Segment Start: SOURCE TEXT

Table 1 & 2 show the relation classification accuracy for our configurations. The model performance is similar between both objectives, with the contrastive objective performing slightly better. In varying the number of introduced distractor objects in both cases, there is not any accuracy degradation due to this introduction.

Method # Distractors
0 1 0-2
Classify 0.956 0.955 0.965
Classify + IB 0.960 0.962 0.959
Contrastive 0.965 0.971 0.965
Contrastive + IB 0.960 0.973 0.971
Best 0.965 0.973 0.971
Table 2: Relation classification accuracy for 2-4 core objects

Comparing the 2-3 core objects dataset against the 2-4 core objects dataset, there is an overall slight improvement with training on the 2-4 core objects dataset. This is because the 2-4 core objects dataset includes a greater number of task examples (13 vs 6), which allows learning better relation representations in order for the model to distinguish between different graphs.

Our model is able to infer the global relation types, as shown in Fig. 6, a t-SNE visualization of the learned relation embeddings. The model clusters relation embeddings of the same relation label close to each other, even when not given the ground truth relation labels.

Segment End: SOURCE TEXT

» **TASKS TO PERFORM**:
• A. Rewrite the relation classification text, starting with "Method # Distractors" and going on through "between different graphs.", with "Classify" renamed to "Classification" throughout.
• B. In the relation classification text, how many task examples does the 2-4 core objects dataset include compared with the 2-3 core objects dataset?
• C. Pick up the relation classification text after its last sentence and keep writing.
The records that follow come from a different source than the text above.

Segment Start: ENTRIES SHOWN

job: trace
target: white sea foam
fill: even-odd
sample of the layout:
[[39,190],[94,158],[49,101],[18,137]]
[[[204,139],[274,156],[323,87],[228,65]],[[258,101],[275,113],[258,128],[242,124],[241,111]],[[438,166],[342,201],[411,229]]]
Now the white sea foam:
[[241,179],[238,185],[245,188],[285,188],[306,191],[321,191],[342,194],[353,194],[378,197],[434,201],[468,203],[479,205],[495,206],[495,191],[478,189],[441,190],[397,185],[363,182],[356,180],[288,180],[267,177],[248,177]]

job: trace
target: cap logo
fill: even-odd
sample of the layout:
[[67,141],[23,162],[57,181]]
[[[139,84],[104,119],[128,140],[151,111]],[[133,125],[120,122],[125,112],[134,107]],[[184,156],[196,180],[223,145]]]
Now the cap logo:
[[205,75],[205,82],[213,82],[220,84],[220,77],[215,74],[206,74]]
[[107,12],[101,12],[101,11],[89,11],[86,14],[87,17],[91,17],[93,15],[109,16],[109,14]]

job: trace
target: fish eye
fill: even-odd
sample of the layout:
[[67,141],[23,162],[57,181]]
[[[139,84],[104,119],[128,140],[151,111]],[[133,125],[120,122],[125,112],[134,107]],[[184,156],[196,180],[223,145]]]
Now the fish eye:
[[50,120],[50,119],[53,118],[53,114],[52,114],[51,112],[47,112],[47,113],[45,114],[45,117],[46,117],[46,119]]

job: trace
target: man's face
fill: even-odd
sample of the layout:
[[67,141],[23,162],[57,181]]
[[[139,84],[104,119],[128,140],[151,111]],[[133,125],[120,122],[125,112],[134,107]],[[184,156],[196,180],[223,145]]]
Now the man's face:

Segment End: ENTRIES SHOWN

» **RESULTS**:
• A.
Method # Distractors
0 1 0-2
Classification 0.956 0.955 0.965
Classification + IB 0.960 0.962 0.959
Contrastive 0.965 0.971 0.965
Contrastive + IB 0.960 0.973 0.971
Best 0.965 0.973 0.971
Table 2: Relation classification accuracy for 2-4 core objects

Comparing the 2-3 core objects dataset against the 2-4 core objects dataset, there is an overall slight improvement with training on the 2-4 core objects dataset. This is because the 2-4 core objects dataset includes a greater number of task examples (13 vs 6), which allows learning better relation representations in order for the model to distinguish between different graphs.

• B. It includes 13 task examples, compared with 6.

• C.
To infer the relational graph structure belonging to each task, k-means evaluation method is used to predict the cluster labels of the learned relation. The graph for each observation is then constructed with these predicted labels. Since the number of objects in the observations of each task may be different due to distractors, we take the maximum common subgraph (MCS) of all the same-task constructed graphs, which allows identifying the shared relational graph belonging to each task.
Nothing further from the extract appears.